━━ Source information ━━

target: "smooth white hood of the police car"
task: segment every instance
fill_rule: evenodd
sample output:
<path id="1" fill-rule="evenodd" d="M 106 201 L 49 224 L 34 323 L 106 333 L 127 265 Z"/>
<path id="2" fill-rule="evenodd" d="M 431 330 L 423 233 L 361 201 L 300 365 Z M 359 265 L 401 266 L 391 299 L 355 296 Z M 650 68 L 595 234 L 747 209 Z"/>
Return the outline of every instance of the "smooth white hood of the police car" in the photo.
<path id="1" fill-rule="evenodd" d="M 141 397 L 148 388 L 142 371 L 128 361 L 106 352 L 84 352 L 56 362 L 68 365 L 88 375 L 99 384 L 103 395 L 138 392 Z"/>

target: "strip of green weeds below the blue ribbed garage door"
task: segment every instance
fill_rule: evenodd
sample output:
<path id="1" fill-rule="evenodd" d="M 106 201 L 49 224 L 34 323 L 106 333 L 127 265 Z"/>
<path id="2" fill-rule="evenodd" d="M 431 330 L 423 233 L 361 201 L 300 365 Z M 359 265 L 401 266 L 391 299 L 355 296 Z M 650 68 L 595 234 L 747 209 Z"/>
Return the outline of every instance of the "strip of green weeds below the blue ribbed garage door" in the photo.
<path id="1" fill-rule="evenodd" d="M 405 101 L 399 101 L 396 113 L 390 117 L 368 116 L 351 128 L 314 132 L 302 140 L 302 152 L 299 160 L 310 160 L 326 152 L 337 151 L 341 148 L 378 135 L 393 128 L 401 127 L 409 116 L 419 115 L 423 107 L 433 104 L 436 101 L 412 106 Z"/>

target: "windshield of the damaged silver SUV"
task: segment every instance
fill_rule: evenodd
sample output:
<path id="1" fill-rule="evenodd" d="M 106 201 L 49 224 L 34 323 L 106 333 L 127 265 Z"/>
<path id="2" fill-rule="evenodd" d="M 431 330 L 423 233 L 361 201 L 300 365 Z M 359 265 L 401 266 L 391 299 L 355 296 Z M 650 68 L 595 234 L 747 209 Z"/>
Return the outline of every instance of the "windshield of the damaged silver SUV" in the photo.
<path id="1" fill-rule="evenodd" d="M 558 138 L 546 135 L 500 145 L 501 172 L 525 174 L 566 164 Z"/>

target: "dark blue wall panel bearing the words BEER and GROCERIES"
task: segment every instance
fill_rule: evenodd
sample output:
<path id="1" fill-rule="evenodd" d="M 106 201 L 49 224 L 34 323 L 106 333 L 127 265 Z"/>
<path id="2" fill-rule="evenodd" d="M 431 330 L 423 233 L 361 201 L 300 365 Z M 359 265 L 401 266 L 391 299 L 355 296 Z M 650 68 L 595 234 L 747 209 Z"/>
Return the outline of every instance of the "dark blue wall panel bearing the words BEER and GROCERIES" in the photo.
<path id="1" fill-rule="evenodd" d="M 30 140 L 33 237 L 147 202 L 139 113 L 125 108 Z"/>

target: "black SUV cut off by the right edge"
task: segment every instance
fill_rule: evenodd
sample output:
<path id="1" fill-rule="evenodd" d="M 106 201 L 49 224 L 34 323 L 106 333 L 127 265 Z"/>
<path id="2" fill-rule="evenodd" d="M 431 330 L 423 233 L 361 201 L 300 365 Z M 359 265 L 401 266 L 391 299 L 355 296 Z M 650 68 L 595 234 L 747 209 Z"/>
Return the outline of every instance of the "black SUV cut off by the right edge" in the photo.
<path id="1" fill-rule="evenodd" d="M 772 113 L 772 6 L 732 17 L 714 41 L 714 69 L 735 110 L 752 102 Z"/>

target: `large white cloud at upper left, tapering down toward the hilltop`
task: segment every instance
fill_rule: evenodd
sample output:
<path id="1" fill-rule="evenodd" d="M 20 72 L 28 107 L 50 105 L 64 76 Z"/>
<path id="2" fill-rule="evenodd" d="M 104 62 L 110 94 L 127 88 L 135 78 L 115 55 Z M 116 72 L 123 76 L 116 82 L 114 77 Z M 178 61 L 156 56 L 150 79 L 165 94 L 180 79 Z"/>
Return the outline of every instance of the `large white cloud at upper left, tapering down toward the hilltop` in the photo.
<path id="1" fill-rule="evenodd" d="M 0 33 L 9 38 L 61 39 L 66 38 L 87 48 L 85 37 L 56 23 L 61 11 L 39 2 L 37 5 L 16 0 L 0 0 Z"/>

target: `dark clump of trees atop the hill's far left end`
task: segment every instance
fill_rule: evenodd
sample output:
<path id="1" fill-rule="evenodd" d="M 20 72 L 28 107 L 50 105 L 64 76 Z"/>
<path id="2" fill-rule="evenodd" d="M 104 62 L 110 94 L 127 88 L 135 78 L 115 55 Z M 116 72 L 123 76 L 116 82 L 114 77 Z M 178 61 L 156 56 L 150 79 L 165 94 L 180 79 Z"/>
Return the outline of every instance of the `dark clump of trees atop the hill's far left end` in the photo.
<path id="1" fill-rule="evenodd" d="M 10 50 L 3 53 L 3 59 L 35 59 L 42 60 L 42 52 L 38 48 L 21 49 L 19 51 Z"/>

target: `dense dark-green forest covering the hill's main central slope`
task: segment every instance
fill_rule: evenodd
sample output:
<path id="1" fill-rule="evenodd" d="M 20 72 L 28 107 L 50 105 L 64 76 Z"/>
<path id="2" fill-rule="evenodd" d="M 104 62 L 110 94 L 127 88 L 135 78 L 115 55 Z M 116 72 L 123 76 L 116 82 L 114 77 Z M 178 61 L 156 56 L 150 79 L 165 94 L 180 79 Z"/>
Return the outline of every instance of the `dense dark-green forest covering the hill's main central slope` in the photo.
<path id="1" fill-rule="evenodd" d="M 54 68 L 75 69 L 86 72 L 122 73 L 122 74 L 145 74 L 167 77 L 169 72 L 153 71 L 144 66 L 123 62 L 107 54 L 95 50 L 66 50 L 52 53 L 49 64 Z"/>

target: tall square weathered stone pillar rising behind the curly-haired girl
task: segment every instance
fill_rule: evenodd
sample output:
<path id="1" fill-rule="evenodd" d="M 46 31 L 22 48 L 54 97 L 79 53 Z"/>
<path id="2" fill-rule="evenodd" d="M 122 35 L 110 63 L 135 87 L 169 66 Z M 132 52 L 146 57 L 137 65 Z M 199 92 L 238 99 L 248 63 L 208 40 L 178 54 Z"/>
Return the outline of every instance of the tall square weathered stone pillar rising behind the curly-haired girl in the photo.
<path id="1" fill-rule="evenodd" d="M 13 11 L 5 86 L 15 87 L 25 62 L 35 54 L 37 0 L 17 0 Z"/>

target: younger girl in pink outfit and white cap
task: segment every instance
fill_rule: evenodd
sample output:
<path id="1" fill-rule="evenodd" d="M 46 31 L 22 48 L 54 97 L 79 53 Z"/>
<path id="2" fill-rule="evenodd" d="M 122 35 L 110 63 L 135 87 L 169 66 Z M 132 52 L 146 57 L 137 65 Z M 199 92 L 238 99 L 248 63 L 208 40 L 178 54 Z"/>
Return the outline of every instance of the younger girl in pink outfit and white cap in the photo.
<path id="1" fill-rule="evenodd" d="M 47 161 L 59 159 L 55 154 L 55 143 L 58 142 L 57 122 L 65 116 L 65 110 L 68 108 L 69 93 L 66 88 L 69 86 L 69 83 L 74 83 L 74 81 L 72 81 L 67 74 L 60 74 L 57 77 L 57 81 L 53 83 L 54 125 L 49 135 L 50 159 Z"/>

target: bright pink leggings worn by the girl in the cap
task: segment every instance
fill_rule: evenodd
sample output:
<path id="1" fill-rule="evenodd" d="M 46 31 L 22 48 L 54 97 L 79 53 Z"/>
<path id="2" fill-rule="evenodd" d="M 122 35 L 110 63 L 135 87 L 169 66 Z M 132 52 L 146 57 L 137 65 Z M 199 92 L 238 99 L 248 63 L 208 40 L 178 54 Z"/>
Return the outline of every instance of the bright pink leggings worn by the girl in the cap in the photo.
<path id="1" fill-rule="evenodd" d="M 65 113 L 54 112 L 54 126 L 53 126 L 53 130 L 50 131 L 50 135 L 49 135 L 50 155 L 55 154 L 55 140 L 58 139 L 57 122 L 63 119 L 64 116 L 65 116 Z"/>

━━━

[Required action]
Every line that contains the string "target" should be copied from the records.

[Answer section]
target: "smooth white hood of the police car"
target: "strip of green weeds below the blue ribbed garage door"
target: "windshield of the damaged silver SUV"
target: "dark blue wall panel bearing the words BEER and GROCERIES"
target: "black SUV cut off by the right edge"
target: `large white cloud at upper left, tapering down toward the hilltop`
target: `dark clump of trees atop the hill's far left end`
target: `dense dark-green forest covering the hill's main central slope`
target: tall square weathered stone pillar rising behind the curly-haired girl
target: younger girl in pink outfit and white cap
target: bright pink leggings worn by the girl in the cap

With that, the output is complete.